## [INPUT FOR THIS TASK]

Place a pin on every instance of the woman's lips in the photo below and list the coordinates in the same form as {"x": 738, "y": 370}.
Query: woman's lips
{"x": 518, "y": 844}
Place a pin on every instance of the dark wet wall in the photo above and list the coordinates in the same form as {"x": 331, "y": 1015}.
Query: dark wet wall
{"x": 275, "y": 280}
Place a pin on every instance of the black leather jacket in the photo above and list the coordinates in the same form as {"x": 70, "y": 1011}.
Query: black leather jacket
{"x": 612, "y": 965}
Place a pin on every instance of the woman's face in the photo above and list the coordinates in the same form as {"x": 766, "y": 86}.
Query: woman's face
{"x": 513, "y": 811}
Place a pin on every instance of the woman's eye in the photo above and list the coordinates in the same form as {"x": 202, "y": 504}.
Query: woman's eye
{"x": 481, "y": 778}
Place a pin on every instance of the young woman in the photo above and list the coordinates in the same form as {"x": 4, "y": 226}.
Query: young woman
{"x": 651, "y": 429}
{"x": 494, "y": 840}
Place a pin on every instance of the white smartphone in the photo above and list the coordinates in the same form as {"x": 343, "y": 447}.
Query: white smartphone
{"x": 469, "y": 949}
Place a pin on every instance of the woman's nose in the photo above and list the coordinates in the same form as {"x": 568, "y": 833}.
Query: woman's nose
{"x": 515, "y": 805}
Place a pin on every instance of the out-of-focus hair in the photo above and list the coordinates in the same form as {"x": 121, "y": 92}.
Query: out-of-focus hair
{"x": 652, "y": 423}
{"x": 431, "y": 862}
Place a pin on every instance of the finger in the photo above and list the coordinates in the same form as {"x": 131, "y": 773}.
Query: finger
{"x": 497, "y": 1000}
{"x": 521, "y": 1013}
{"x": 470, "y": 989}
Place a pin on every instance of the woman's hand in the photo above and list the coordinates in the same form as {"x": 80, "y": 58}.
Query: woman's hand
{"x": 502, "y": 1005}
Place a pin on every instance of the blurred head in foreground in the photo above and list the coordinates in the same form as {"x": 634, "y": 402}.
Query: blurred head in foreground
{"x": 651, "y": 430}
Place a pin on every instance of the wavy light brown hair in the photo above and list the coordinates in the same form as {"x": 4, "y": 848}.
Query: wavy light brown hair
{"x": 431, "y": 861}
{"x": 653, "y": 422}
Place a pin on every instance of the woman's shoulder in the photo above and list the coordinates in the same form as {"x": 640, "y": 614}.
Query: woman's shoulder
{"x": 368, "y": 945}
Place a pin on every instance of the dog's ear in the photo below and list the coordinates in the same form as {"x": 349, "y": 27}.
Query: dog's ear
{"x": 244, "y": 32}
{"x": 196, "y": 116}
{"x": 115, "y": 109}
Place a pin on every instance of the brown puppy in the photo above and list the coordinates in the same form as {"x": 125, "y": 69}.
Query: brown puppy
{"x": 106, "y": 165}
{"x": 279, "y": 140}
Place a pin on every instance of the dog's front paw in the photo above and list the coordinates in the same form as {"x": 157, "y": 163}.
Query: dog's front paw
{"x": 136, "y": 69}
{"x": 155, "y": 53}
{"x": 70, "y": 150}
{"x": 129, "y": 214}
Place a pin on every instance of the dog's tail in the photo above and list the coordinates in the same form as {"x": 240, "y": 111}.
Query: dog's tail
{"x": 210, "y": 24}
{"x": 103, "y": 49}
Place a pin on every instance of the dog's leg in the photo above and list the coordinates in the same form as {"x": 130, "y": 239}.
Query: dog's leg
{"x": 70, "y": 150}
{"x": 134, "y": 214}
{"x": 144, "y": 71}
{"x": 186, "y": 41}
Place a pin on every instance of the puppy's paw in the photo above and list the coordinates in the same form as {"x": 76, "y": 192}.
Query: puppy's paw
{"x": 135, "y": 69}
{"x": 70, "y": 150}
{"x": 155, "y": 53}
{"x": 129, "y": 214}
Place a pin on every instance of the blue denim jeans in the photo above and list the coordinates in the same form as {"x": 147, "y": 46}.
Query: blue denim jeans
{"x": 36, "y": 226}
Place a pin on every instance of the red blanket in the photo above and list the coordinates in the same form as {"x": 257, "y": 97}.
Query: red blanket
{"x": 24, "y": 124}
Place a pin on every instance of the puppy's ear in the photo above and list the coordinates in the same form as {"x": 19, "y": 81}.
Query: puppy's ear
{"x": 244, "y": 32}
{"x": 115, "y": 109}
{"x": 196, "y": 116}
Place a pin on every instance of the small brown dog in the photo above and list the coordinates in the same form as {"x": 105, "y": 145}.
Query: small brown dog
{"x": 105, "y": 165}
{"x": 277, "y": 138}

## [WHAT IS REQUIRED]
Would you retype all of the lines shown above, exactly as given?

## [OUTPUT]
Place a pin on every instance of the woman's lips in the photo below and list the coordinates in the same form as {"x": 738, "y": 370}.
Query: woman's lips
{"x": 518, "y": 844}
Place a pin on every instance of the dark wet wall in the photo above and list the coordinates in the same form as {"x": 331, "y": 1015}.
Query: dark wet wall
{"x": 275, "y": 280}
Place a pin on every instance of the black leather jacket in the photo above and list the coordinates in the same form as {"x": 70, "y": 1011}.
Query: black leather jacket
{"x": 612, "y": 965}
Place a pin on every instance of the woman's face in the photo above and list the coordinates in the same form as {"x": 766, "y": 86}.
Query: woman's face
{"x": 513, "y": 811}
Place a pin on every instance of the woman's eye in the photo above and list the coordinates in the same form as {"x": 202, "y": 504}.
Query: woman's eye
{"x": 481, "y": 778}
Place a pin on every instance of the young woman in the photo above and list the coordinates in the same form as {"x": 4, "y": 226}.
Query: young woman
{"x": 651, "y": 429}
{"x": 494, "y": 840}
Place a pin on every instance of the white smartphone in the photo above and list the coordinates in the same form as {"x": 343, "y": 447}.
Query: white smartphone
{"x": 469, "y": 949}
Place a pin on every instance of the woman's nose in the photo above and list the coordinates in the same form as {"x": 568, "y": 833}.
Query: woman's nose
{"x": 515, "y": 805}
Place a pin on every instance of the out-of-focus hair in the photo above and list the coordinates in the same form as {"x": 121, "y": 92}.
Query: out-of-focus hair
{"x": 652, "y": 423}
{"x": 431, "y": 862}
Place a pin on every instance of the finger in the photo above and list the coordinates in the same form as {"x": 131, "y": 773}.
Query: finger
{"x": 497, "y": 1000}
{"x": 521, "y": 1013}
{"x": 470, "y": 989}
Place a pin on every instance of the woman's hand in the photo above and list the coordinates in the same form as {"x": 80, "y": 58}.
Query: woman's hand
{"x": 502, "y": 1005}
Place a pin on every instance of the blurred head in foreground in the photo above and list the coordinates in the same form as {"x": 634, "y": 402}.
Query: blurred head in foreground
{"x": 651, "y": 430}
Place a pin on every instance of the wavy light brown hair in the photo above and list the coordinates in the same form as {"x": 4, "y": 848}.
Query: wavy light brown hair
{"x": 431, "y": 861}
{"x": 653, "y": 422}
Place a pin on every instance of the woman's shoulder in the photo above and list the coordinates in the same form as {"x": 640, "y": 614}.
Query: woman's shoulder
{"x": 368, "y": 945}
Place a pin on every instance of the dog's ear in the photo below and list the coordinates in the same form as {"x": 349, "y": 27}.
Query: dog's ear
{"x": 244, "y": 32}
{"x": 196, "y": 116}
{"x": 115, "y": 109}
Place a pin on every instance of the brown puppy in the photo above and list the coordinates in the same form as {"x": 125, "y": 69}.
Query: brown puppy
{"x": 106, "y": 165}
{"x": 279, "y": 140}
Place a pin on every instance of the dog's front paw in the photo above and list the coordinates in the same form as {"x": 157, "y": 163}.
Query: dog's front paw
{"x": 136, "y": 69}
{"x": 155, "y": 53}
{"x": 70, "y": 150}
{"x": 129, "y": 214}
Place a pin on every instance of the dog's tail in the photo above and list the coordinates in the same form as {"x": 240, "y": 111}.
Query: dog's tail
{"x": 210, "y": 24}
{"x": 103, "y": 49}
Place a pin on every instance of the dog's leg in the photo above and list the coordinates in the same form as {"x": 130, "y": 239}.
Query: dog's leg
{"x": 70, "y": 150}
{"x": 134, "y": 214}
{"x": 144, "y": 71}
{"x": 186, "y": 41}
Place a pin on every instance of the puppy's paw in the photo above and list the coordinates in the same form as {"x": 76, "y": 192}.
Query: puppy's paw
{"x": 135, "y": 69}
{"x": 70, "y": 150}
{"x": 155, "y": 53}
{"x": 129, "y": 214}
Place a pin on every instance of the blue denim jeans in the photo above and list the coordinates in the same form as {"x": 147, "y": 46}.
Query: blue denim jeans
{"x": 36, "y": 226}
Place a pin on every instance of the red blanket in the photo above and list the coordinates in the same form as {"x": 257, "y": 97}.
Query: red blanket
{"x": 24, "y": 124}
Place a pin on every instance of the puppy's ear in the photo above and list the coordinates in the same form as {"x": 19, "y": 81}.
Query: puppy's ear
{"x": 244, "y": 32}
{"x": 115, "y": 109}
{"x": 196, "y": 116}
Place a pin on every instance of the small brown dog in the photo above and list the coordinates in the same form as {"x": 105, "y": 145}.
Query: small brown dog
{"x": 105, "y": 165}
{"x": 277, "y": 138}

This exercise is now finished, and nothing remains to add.